> DIRECTION:
Present every line of the records below as a numbered list, omitting blank lines and leaving the pictures out.

> SUPPLIED MATERIAL:
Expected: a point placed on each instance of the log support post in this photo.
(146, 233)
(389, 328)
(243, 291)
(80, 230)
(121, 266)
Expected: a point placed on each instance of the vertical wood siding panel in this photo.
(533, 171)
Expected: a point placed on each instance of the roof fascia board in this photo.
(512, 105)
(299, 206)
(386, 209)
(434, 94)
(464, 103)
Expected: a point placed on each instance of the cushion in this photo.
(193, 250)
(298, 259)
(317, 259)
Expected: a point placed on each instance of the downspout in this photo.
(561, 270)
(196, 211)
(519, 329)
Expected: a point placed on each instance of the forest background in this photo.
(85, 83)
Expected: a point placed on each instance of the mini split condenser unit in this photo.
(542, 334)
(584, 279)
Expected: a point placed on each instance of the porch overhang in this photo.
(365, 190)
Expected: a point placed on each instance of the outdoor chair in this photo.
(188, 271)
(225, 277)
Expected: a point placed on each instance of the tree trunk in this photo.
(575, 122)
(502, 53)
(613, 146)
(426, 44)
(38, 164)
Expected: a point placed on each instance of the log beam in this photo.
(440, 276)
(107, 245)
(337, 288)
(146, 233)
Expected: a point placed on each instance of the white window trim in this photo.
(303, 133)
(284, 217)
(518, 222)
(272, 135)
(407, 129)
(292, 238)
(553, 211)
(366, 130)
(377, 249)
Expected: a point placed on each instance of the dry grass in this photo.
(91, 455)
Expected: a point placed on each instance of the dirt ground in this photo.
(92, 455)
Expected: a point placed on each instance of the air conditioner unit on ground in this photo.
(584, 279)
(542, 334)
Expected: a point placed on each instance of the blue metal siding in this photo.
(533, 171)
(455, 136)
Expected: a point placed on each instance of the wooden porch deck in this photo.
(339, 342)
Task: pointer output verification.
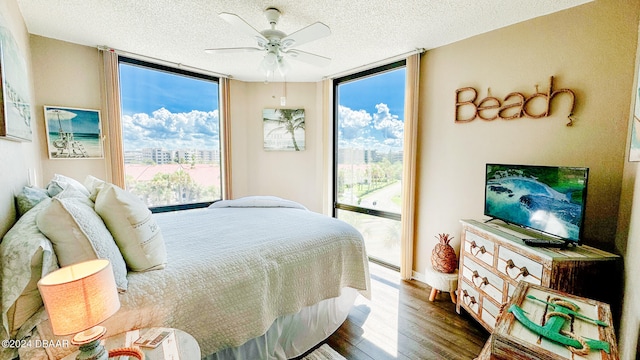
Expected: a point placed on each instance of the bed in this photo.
(257, 277)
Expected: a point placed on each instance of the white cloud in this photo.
(390, 126)
(164, 129)
(353, 123)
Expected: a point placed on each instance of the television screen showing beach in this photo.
(549, 199)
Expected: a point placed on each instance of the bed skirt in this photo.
(292, 335)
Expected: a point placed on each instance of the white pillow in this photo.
(133, 227)
(60, 183)
(94, 185)
(78, 234)
(30, 197)
(25, 255)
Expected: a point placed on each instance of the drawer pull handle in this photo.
(465, 295)
(483, 280)
(481, 249)
(510, 265)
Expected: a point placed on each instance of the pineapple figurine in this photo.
(443, 257)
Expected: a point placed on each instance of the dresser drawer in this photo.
(518, 267)
(490, 312)
(470, 298)
(479, 247)
(483, 279)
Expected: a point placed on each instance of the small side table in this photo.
(185, 347)
(440, 281)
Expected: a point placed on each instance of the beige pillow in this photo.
(60, 183)
(25, 255)
(94, 185)
(78, 234)
(133, 227)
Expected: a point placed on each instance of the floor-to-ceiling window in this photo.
(171, 135)
(368, 146)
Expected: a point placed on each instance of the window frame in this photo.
(336, 82)
(192, 74)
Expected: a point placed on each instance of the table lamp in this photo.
(78, 298)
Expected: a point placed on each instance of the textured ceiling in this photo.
(362, 31)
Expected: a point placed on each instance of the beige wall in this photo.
(66, 75)
(629, 244)
(589, 49)
(17, 157)
(289, 174)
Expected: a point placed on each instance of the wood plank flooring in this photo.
(399, 322)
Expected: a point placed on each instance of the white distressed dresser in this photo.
(494, 259)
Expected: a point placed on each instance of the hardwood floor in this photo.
(399, 322)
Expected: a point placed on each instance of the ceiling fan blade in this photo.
(312, 32)
(242, 25)
(309, 58)
(232, 50)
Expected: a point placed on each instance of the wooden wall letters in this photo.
(515, 105)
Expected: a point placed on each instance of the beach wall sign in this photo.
(514, 105)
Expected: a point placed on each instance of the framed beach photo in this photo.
(283, 129)
(73, 133)
(15, 102)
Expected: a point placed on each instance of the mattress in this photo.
(232, 271)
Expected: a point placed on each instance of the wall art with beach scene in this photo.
(283, 129)
(73, 133)
(15, 97)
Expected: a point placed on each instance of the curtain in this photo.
(327, 145)
(409, 161)
(225, 137)
(112, 112)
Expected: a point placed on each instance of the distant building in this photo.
(161, 156)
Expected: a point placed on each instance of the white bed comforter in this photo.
(232, 271)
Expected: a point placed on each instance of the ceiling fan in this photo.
(276, 43)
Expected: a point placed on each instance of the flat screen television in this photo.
(548, 199)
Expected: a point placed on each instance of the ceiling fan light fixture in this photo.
(283, 67)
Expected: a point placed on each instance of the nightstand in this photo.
(184, 348)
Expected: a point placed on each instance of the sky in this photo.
(371, 112)
(169, 111)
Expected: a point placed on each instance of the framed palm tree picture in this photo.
(283, 129)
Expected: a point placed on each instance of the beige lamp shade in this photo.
(79, 296)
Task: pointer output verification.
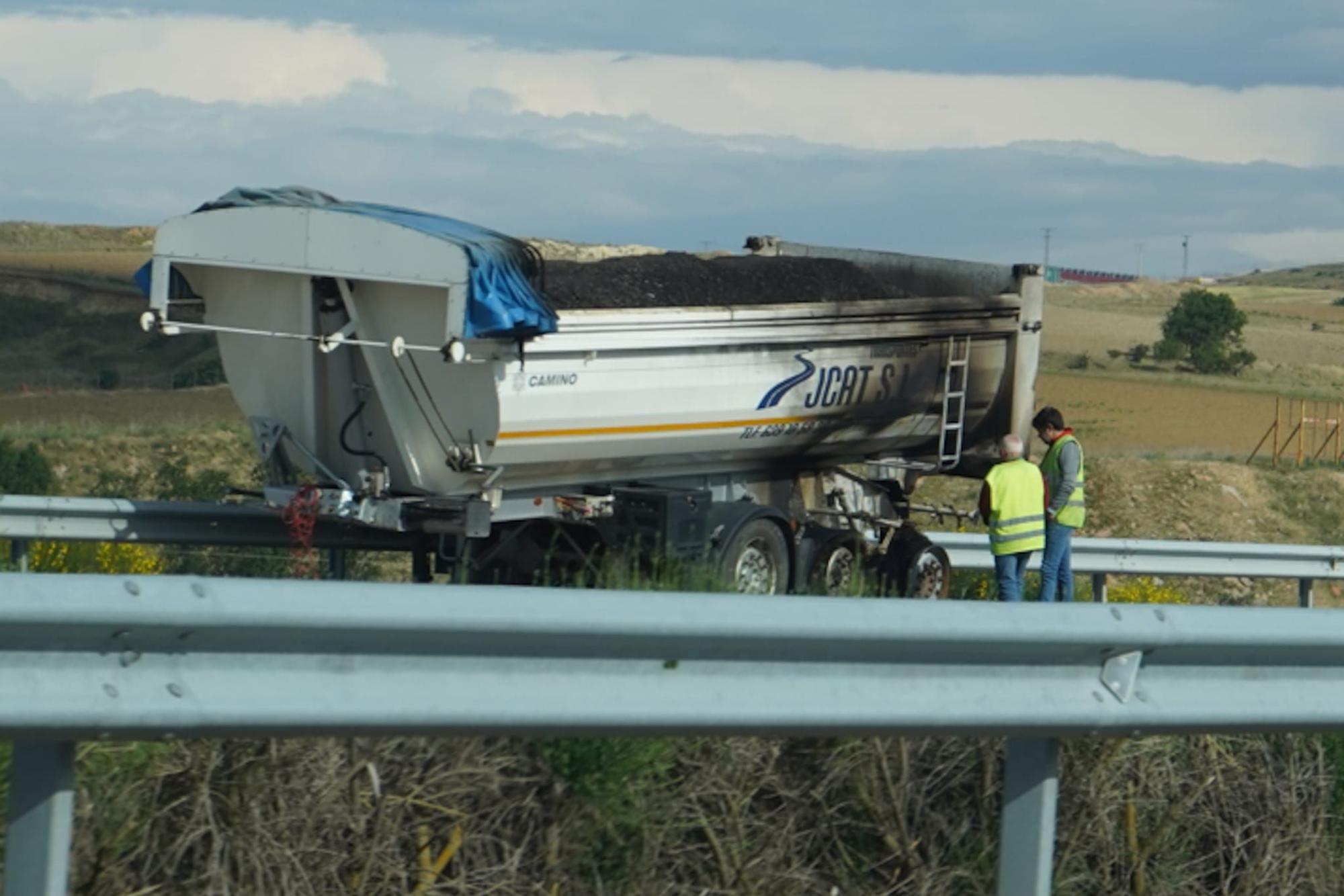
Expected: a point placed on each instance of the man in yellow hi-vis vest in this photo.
(1013, 503)
(1065, 476)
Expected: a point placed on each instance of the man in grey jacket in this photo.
(1065, 476)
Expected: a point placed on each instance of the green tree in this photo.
(25, 471)
(1209, 328)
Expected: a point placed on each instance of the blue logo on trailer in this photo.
(783, 388)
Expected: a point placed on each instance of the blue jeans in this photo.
(1010, 569)
(1057, 572)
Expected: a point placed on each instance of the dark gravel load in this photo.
(683, 280)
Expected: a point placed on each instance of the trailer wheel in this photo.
(757, 559)
(837, 566)
(927, 570)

> WRITTEN REPLY:
1. Expected: a point placed on each instance of the log support post in this photo.
2. (146, 233)
3. (389, 328)
4. (243, 291)
5. (80, 230)
6. (121, 266)
7. Expected: a point placed on each instance of the vertical wood siding panel in this photo.
8. (533, 171)
9. Expected: a point placed on each instance of the roof fascia board in this photo.
10. (512, 105)
11. (299, 206)
12. (386, 209)
13. (434, 94)
14. (464, 103)
15. Expected: a point placed on each instance of the cushion in this photo.
16. (193, 250)
17. (298, 259)
18. (317, 259)
19. Expected: a point placed on each instance of the downspout in this photo.
20. (561, 270)
21. (196, 211)
22. (519, 329)
23. Expected: a point placed on each instance of the forest background in this photo.
24. (85, 83)
25. Expected: a point placed on each instance of the mini split condenser unit in this photo.
26. (542, 334)
27. (584, 279)
28. Expected: a point placed on each instance of the porch overhang in this photo.
29. (365, 190)
30. Expected: a point placed on each instance of the outdoor chair in this photo.
31. (188, 271)
32. (225, 277)
33. Expected: a point placed on each instance of the tree trunk in this photo.
34. (575, 122)
35. (502, 53)
36. (613, 146)
37. (426, 44)
38. (38, 164)
39. Expected: a point placed on each instance of the log beam in this photo.
40. (440, 276)
41. (107, 245)
42. (337, 288)
43. (146, 233)
44. Expected: a point placed on each instance of the white window trim in this photo.
45. (303, 133)
46. (284, 217)
47. (518, 222)
48. (272, 135)
49. (407, 129)
50. (292, 238)
51. (553, 211)
52. (366, 130)
53. (377, 249)
54. Expected: a point placed on each instance of the dry grass in this photo.
55. (91, 455)
56. Expected: a point placed on each instance of the dirt ground in this photo.
57. (92, 455)
58. Expected: a point placed on each instance of the air conditioner unit on ground in this photo.
59. (584, 279)
60. (542, 334)
61. Expected: a point placed on each instance of the blue metal siding in this photo.
62. (533, 171)
63. (455, 136)
64. Expected: a point placed on each instance of the wooden porch deck in this photo.
65. (339, 342)
66. Task: pointer output verification.
67. Expected: a point placed on each instance of the bed in this photo.
68. (257, 277)
69. Expected: a point placed on each instance of the white cloud in this photo.
70. (390, 126)
71. (164, 129)
72. (353, 123)
73. Expected: a point placed on each instance of the television screen showing beach in this photo.
74. (549, 199)
75. Expected: a point placed on each instance of the bed skirt in this photo.
76. (292, 335)
77. Expected: a point placed on each instance of the white pillow in this photo.
78. (133, 227)
79. (60, 183)
80. (94, 185)
81. (78, 234)
82. (30, 197)
83. (25, 255)
84. Expected: a point placed on each instance of the drawer pull handle in this photo.
85. (465, 295)
86. (483, 280)
87. (481, 249)
88. (510, 265)
89. Expected: a point placed on each instance of the pineapple figurine in this photo.
90. (443, 257)
91. Expected: a point placed on each instance of the dresser drawer in this photo.
92. (518, 267)
93. (490, 312)
94. (470, 298)
95. (479, 247)
96. (483, 279)
97. Expected: a point placed on each instance of the small side table in this photo.
98. (185, 347)
99. (440, 281)
100. Expected: a point placed on each instance of the beige pillow in this photo.
101. (60, 183)
102. (25, 255)
103. (94, 185)
104. (78, 234)
105. (133, 227)
106. Expected: a point placed on each instance of the floor-to-ceiling window in this photo.
107. (171, 135)
108. (368, 146)
109. Expected: a point placed on each instance of the window frame in this photo.
110. (336, 82)
111. (192, 74)
112. Expected: a point placed on each instance of the table lamp in this photo.
113. (78, 298)
114. Expected: a point placed on each instance of the textured ceiling in this photo.
115. (362, 31)
116. Expected: a point placed on each instance of the beige wall in this photo.
117. (66, 75)
118. (629, 244)
119. (589, 49)
120. (17, 157)
121. (289, 174)
122. Expected: a point placed on each instance of the wood plank flooring in this photo.
123. (399, 322)
124. Expected: a point placed on each instance of the white distressed dresser in this photo.
125. (494, 259)
126. Expected: a point placed on each instance of the hardwood floor in this photo.
127. (399, 322)
128. Expected: a point placed on each instance of the ceiling fan blade in this photo.
129. (312, 32)
130. (242, 25)
131. (309, 58)
132. (232, 50)
133. Expected: a point placed on each instance of the wooden wall letters in this photo.
134. (515, 105)
135. Expected: a point placed on each instance of the beach wall sign in this photo.
136. (514, 105)
137. Expected: a point placed on each instance of the framed beach photo in this photo.
138. (283, 129)
139. (73, 133)
140. (15, 102)
141. Expected: a point placed on each instance of the mattress in this photo.
142. (232, 271)
143. Expected: a point placed on each instance of the wall art with beach scene in this photo.
144. (283, 129)
145. (73, 133)
146. (15, 97)
147. Expected: a point placed on each instance of the curtain in this photo.
148. (327, 145)
149. (409, 161)
150. (225, 137)
151. (112, 112)
152. Expected: a point placed on each instance of the distant building in this photo.
153. (161, 156)
154. Expected: a point placed on each instance of the white bed comforter in this photo.
155. (232, 271)
156. Expected: a point placed on each instance of the ceiling fan in this photo.
157. (276, 43)
158. Expected: a point placed on each instance of the flat screen television in this photo.
159. (548, 199)
160. Expected: a point placed on each instance of the ceiling fan light fixture in this photo.
161. (283, 67)
162. Expected: a point placed on each instance of the nightstand in this photo.
163. (184, 348)
164. Expected: a point placed on each instance of the sky in this photo.
165. (371, 112)
166. (169, 111)
167. Expected: a point placed on each instance of the framed palm tree picture in this photo.
168. (283, 129)
169. Expected: a point placed on each instance of the beige lamp shade in this photo.
170. (79, 296)
171. Task: pointer output verification.
172. Expected: a point placed on each instance of the man in yellow hi-vis vest in this photo.
173. (1013, 503)
174. (1065, 476)
175. Expected: a point placed on each instance of the man in grey jacket in this photo.
176. (1065, 476)
177. Expected: a point placed on each instance of the green tree in this photo.
178. (25, 471)
179. (1209, 328)
180. Expected: a point placed on each instance of the blue logo on trailer in this photo.
181. (783, 388)
182. Expected: a point placed on each instance of the blue jeans in this photo.
183. (1010, 569)
184. (1057, 572)
185. Expected: a point placed on each instance of the dark gravel load in this photo.
186. (683, 280)
187. Expected: a point placed on each instance of the trailer wheel in this photo.
188. (757, 559)
189. (837, 566)
190. (927, 570)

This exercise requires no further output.